**Job:** Return, word for word, every line starting at the line with "Note to the class: identify the small" and ending at the final line of the entries; skip the pictures.

(Saved entries)
################

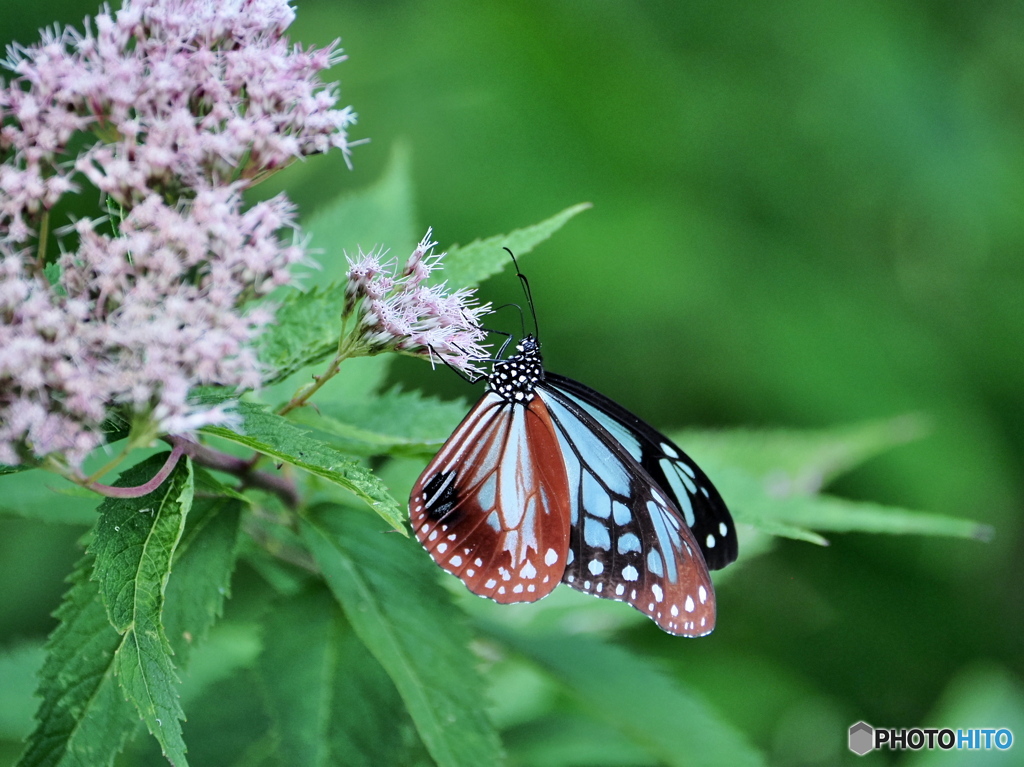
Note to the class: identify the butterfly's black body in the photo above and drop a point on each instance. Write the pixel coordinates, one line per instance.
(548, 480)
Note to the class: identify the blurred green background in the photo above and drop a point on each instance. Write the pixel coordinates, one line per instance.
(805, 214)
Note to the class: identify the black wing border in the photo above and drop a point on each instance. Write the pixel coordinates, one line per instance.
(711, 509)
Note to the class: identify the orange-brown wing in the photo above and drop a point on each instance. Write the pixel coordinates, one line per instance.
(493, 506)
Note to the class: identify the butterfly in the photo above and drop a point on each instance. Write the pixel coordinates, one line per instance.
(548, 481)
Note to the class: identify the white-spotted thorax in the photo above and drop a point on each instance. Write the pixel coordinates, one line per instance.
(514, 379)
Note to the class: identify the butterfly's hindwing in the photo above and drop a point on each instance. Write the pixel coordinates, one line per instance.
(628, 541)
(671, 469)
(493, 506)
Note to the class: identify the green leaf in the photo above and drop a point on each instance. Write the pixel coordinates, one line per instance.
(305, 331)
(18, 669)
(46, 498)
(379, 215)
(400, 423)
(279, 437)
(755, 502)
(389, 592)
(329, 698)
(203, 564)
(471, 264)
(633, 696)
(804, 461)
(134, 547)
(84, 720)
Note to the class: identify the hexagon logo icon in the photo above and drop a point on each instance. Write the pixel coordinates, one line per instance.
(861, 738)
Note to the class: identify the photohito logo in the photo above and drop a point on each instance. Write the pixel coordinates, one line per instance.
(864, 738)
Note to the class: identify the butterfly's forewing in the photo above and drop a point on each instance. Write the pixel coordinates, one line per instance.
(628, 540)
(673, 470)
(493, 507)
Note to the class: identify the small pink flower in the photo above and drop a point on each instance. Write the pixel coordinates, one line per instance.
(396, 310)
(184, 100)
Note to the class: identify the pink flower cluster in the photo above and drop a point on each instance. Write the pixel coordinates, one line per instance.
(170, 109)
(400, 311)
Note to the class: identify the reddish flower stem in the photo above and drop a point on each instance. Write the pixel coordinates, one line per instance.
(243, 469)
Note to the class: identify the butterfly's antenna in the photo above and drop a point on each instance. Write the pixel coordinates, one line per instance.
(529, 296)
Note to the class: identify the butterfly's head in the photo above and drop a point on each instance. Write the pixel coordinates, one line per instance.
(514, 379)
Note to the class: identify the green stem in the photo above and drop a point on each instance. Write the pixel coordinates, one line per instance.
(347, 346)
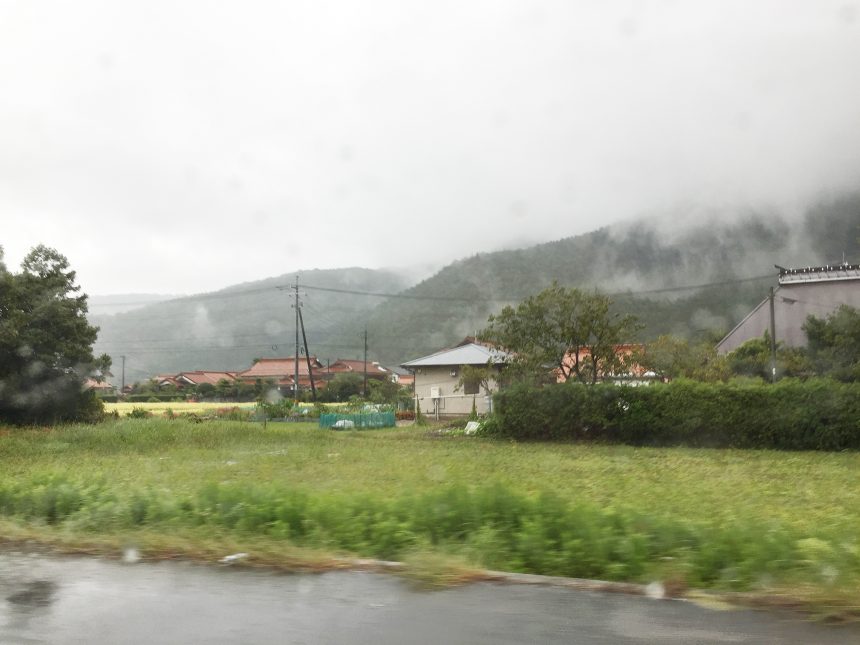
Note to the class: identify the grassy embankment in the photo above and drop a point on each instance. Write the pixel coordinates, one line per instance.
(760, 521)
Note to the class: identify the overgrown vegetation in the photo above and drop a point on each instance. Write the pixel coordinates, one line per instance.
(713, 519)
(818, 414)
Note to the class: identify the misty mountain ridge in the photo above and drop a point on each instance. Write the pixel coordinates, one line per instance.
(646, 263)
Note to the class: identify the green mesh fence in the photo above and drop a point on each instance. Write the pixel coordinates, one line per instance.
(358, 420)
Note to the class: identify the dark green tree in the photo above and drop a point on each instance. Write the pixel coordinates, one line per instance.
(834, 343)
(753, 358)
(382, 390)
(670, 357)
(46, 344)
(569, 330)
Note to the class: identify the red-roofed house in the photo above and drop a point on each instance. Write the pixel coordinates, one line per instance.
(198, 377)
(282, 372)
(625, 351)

################

**Exercise answer:**
Note to the class: identify the small pink flower in the photo above and drop a point on each instance. Write the pixel coordinates, one line per instance.
(396, 310)
(184, 100)
Note to the class: identify the pink flower cluster in the photo above and drop a point on each instance. Write the pixel coordinates, one line per instance.
(170, 109)
(400, 311)
Note to the class: identify the reddish flower stem in the photo above and drop a point on each instance. Write the pixel coordinates, one line per instance.
(243, 469)
Note to the class: identify the butterfly's antenna in the photo above and drop a point on each instance. Write the pixel coordinates, one line per instance.
(529, 296)
Note to the class: identify the butterfly's head in the photo above and drop a point on each instance. Write the pixel coordinates, one line per instance.
(514, 379)
Note to the class: identify the green stem in the photo above and drop a point on each instance. Write the pixel coordinates, one line per instance.
(347, 346)
Note to the class: identify the grassy embankment in the photo above and drop a point on each instance. Write the pixel coordinates, one line per instance.
(760, 521)
Note to the class: identify the overgrown vegetation in the photo above and drop a point on each instance. Write the pixel coordinates, one line per instance.
(713, 519)
(818, 414)
Note to the class: identify the misty mountain ridge in the photo above and drop a point on each instance. Write the pixel coordinates, one line per instance.
(646, 263)
Note to the class: identify the green mesh fence in the photo above and drop a point on each instance. Write the pixel coordinates, one line per instance.
(358, 420)
Note to the class: identify the dark green tree in the photo above and drop a point on each instance. Write the pixel coordinates, one line per instance.
(834, 343)
(753, 358)
(382, 390)
(670, 357)
(46, 344)
(569, 330)
Note to the class: identify the red-roofed house in the photo above and drop a point on each instance. Write the pixel coordinates, one line per instance.
(198, 377)
(282, 372)
(625, 351)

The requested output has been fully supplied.